(Natural-language object grounding data)
┏━━

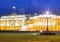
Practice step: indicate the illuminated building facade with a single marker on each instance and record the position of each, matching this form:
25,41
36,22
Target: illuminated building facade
35,23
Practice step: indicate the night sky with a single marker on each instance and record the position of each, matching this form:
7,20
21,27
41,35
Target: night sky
29,6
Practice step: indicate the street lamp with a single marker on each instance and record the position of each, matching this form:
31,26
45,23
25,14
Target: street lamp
47,12
14,8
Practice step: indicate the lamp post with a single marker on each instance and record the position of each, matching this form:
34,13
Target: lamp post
47,13
14,8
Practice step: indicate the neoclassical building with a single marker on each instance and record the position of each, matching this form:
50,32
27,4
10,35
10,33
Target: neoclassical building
34,23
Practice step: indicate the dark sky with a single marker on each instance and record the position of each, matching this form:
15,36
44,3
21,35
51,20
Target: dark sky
29,6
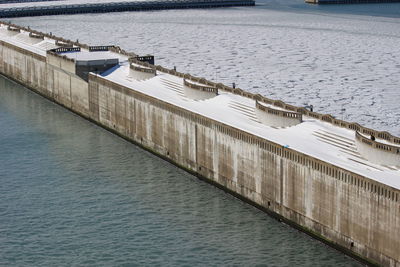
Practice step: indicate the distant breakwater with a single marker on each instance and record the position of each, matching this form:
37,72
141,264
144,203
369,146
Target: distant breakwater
322,2
117,7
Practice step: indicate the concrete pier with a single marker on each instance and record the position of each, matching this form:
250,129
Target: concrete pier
58,9
310,174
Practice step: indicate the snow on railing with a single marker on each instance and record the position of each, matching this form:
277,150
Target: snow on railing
378,145
200,87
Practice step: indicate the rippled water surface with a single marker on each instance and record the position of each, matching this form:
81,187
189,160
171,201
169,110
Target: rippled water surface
75,194
343,59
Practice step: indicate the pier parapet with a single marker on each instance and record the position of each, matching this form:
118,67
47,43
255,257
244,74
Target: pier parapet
198,90
141,72
377,151
277,117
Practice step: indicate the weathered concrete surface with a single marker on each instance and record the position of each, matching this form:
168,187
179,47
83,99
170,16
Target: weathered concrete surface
354,212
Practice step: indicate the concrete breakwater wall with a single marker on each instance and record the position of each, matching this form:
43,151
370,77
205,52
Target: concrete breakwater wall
353,212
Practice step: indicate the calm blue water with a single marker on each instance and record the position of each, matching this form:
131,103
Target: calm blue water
74,194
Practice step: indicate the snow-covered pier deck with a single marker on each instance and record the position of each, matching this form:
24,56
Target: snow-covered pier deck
336,180
26,9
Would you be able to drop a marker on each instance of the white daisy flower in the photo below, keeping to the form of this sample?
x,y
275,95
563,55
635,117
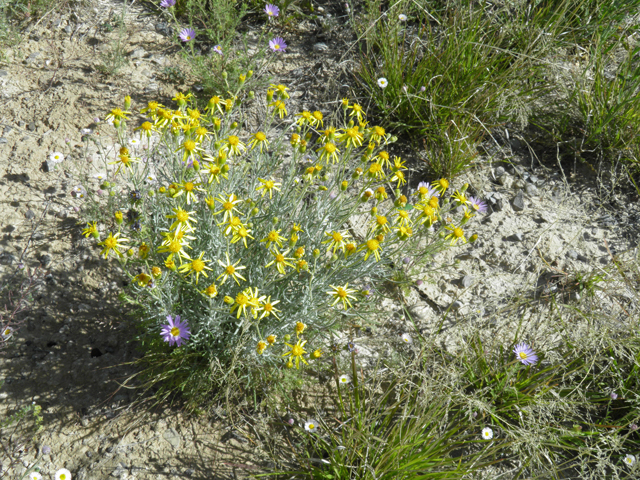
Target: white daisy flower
x,y
56,157
311,425
63,474
7,332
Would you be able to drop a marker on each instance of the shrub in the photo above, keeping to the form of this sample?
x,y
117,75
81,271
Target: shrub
x,y
263,245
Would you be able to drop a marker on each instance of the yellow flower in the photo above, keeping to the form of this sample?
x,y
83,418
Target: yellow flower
x,y
297,350
274,237
259,139
145,129
357,111
175,247
268,186
230,270
241,234
197,265
268,308
124,161
113,242
280,260
92,229
456,234
376,134
371,246
280,108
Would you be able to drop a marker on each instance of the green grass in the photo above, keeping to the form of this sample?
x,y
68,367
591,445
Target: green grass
x,y
457,70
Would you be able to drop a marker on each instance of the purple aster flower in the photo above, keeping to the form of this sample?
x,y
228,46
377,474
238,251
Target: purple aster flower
x,y
175,331
187,34
478,205
277,44
525,354
271,10
426,191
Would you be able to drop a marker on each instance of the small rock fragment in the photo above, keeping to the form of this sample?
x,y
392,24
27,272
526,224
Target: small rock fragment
x,y
518,202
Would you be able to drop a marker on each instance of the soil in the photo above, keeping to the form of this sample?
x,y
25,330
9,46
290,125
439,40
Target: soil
x,y
71,352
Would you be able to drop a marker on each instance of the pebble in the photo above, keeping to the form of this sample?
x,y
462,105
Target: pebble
x,y
506,180
516,237
138,53
531,190
171,436
518,202
467,281
320,47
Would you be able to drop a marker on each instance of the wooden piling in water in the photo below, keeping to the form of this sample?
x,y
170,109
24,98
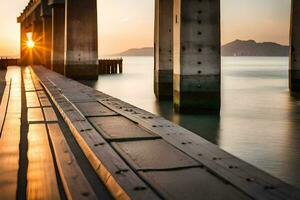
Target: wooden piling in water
x,y
110,66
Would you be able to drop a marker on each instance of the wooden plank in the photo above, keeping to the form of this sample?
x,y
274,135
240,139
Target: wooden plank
x,y
45,102
196,147
32,99
10,139
207,154
35,115
75,184
41,177
190,184
120,128
50,114
153,155
94,109
120,180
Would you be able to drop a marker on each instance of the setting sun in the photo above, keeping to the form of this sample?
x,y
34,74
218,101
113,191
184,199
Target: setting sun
x,y
30,44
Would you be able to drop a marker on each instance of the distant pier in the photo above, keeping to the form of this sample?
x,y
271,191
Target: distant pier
x,y
56,130
110,66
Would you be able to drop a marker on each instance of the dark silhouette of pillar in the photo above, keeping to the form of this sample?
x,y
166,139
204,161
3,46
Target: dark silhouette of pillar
x,y
24,51
197,59
81,50
58,37
37,36
294,66
163,53
47,40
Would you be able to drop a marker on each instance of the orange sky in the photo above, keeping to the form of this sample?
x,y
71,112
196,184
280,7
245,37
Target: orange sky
x,y
125,24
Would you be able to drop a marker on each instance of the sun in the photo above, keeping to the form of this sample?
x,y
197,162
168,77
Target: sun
x,y
30,44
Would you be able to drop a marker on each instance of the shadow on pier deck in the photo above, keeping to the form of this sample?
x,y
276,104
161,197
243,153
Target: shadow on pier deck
x,y
61,139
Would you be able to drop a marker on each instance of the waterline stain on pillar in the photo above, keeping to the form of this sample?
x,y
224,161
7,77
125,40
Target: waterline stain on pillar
x,y
294,66
163,67
81,50
58,36
197,60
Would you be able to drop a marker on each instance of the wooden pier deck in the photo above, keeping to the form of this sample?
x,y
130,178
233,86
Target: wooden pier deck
x,y
61,139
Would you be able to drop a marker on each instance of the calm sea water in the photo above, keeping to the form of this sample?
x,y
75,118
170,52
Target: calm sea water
x,y
259,121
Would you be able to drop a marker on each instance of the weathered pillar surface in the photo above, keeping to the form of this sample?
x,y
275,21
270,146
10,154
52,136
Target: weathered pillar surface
x,y
294,66
81,50
58,38
24,54
37,36
197,59
47,40
163,44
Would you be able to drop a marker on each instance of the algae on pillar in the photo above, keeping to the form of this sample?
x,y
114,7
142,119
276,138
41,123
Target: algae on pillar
x,y
197,56
81,40
58,36
163,53
294,66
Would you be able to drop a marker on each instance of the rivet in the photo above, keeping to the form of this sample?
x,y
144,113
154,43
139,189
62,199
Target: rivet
x,y
139,188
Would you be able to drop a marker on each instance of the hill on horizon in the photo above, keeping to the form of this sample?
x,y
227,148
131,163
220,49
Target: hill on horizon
x,y
235,48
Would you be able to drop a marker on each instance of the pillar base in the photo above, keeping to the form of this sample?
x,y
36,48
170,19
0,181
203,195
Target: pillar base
x,y
163,84
294,80
197,94
82,72
58,67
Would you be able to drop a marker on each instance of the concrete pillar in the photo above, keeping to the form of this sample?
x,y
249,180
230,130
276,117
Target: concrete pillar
x,y
58,38
37,37
197,59
47,41
24,54
294,65
163,45
81,50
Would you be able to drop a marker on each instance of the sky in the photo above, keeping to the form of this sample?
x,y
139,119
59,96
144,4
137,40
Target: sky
x,y
124,24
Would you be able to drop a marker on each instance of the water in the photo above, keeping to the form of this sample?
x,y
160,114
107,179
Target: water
x,y
259,121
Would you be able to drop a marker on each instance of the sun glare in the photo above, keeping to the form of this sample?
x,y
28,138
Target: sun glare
x,y
30,44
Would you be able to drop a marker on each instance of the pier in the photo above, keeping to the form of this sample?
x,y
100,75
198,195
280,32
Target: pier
x,y
60,138
5,62
110,66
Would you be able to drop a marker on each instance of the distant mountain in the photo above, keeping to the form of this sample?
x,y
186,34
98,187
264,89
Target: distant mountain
x,y
146,51
252,48
235,48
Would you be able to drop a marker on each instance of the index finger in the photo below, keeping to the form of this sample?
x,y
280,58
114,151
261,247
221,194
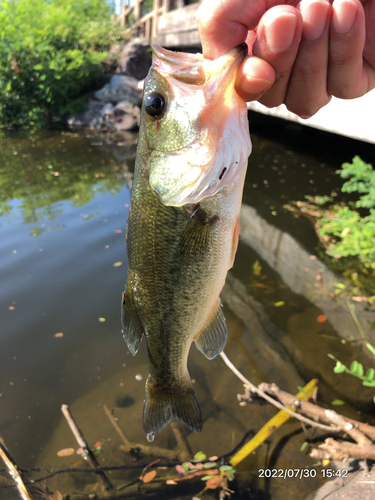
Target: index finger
x,y
224,24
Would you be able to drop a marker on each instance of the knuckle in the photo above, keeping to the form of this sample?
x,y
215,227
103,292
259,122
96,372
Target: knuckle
x,y
306,109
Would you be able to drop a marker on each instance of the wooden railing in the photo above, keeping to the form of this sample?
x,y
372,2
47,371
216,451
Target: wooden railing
x,y
170,23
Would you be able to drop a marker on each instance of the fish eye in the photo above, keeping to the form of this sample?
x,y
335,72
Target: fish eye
x,y
154,104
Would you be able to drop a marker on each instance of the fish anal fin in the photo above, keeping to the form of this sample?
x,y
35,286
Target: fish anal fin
x,y
235,238
198,235
131,327
212,339
163,404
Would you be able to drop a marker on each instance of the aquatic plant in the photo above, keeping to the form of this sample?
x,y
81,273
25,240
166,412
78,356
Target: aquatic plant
x,y
351,232
347,230
50,52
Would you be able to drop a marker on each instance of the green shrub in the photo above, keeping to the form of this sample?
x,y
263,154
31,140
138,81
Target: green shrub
x,y
352,232
50,52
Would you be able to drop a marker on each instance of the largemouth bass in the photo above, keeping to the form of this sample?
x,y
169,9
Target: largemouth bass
x,y
182,229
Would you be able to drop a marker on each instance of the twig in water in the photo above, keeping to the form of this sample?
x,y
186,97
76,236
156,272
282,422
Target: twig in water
x,y
116,425
276,403
12,469
83,444
315,411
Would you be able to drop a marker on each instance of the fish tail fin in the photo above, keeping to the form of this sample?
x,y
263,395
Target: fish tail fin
x,y
164,404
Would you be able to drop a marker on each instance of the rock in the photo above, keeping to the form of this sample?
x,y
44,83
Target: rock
x,y
124,116
135,58
92,117
120,88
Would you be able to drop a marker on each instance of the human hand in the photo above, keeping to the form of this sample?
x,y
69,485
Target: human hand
x,y
299,54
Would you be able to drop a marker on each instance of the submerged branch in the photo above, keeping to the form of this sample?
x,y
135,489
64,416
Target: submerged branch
x,y
14,473
315,411
78,434
276,403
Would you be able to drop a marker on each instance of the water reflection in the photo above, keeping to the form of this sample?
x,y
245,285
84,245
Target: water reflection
x,y
39,172
64,280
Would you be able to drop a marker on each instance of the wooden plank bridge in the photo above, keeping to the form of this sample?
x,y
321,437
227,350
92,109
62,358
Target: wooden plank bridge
x,y
172,24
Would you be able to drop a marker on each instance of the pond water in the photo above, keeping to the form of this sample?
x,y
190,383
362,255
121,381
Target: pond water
x,y
64,199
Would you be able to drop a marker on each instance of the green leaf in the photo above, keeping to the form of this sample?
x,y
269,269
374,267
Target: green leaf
x,y
369,383
370,348
304,446
209,465
200,456
224,468
339,368
353,367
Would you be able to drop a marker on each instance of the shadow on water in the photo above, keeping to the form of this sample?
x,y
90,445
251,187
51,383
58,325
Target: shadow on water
x,y
63,205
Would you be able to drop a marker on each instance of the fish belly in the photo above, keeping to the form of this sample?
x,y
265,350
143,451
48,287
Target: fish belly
x,y
178,260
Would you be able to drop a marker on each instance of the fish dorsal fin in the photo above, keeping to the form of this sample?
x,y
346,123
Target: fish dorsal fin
x,y
198,234
131,327
211,341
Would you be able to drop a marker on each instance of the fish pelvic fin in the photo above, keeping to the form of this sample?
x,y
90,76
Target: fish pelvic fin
x,y
198,234
211,341
163,404
131,327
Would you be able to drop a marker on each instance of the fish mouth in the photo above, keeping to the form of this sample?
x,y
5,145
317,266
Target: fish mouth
x,y
193,68
215,155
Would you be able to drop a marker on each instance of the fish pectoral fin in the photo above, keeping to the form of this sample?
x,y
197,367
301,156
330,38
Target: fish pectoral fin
x,y
131,327
163,404
198,235
211,341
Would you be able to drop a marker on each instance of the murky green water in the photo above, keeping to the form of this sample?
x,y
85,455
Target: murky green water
x,y
64,200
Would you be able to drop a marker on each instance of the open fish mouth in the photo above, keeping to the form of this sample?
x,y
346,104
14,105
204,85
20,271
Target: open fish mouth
x,y
203,107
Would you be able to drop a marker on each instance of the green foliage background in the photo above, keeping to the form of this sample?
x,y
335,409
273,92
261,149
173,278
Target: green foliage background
x,y
50,52
353,231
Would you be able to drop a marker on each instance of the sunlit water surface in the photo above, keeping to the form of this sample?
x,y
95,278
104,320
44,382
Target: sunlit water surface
x,y
64,200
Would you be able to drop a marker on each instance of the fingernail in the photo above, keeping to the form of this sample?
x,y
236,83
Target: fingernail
x,y
314,15
279,36
257,77
344,16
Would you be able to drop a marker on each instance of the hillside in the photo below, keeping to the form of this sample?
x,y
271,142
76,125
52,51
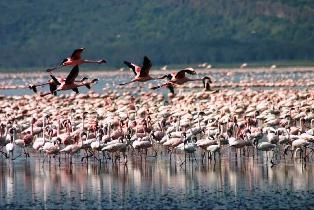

┗━━

What lines of the data include the word "below"? Copy each of them.

## TASK ANSWER:
Would you be able to drop a marker on each instance of the white daisy flower in the photo below, keeping to the form of this sample?
Would you be able to drop a marker on each instance of the wooden piling in water in the photo below, keeping to the form of this sample?
Would you be able to drop a marker on each instance of the index finger in the photo below, keeping to the form of this sample?
Would you be able to drop a marker on each instance of the hillside in the photo below, keeping to the form of this sample?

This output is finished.